- Dataset entries
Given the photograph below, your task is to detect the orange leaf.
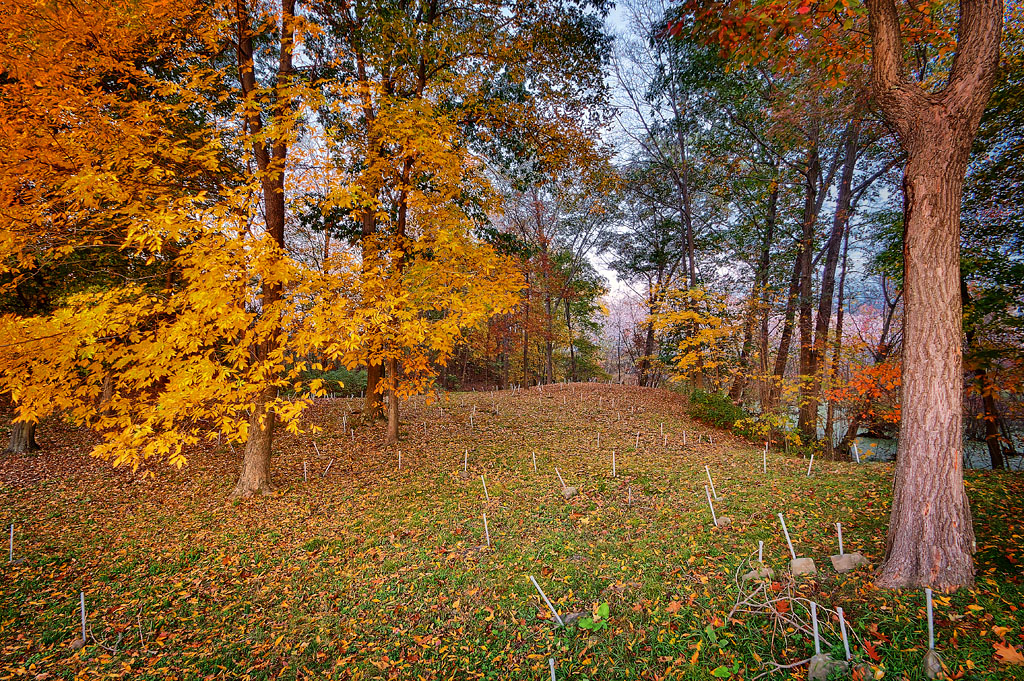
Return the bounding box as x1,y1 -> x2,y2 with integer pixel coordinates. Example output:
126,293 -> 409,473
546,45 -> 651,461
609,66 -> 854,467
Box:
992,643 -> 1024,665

- Problem requirements
Copy every line of the entries above, requests included, and shift each bounding-box coordinate in the answers by -142. Keep the requests and their sample outputs unchanged, and leave the pictures out.

- Result for this task
Given the photograph below, your task is to detect the orange leaf.
Return the bounding box as x1,y1 -> x2,y2 with integer pixel coordinates. Example output:
126,293 -> 409,473
546,45 -> 651,461
609,66 -> 854,467
Box:
850,501 -> 882,523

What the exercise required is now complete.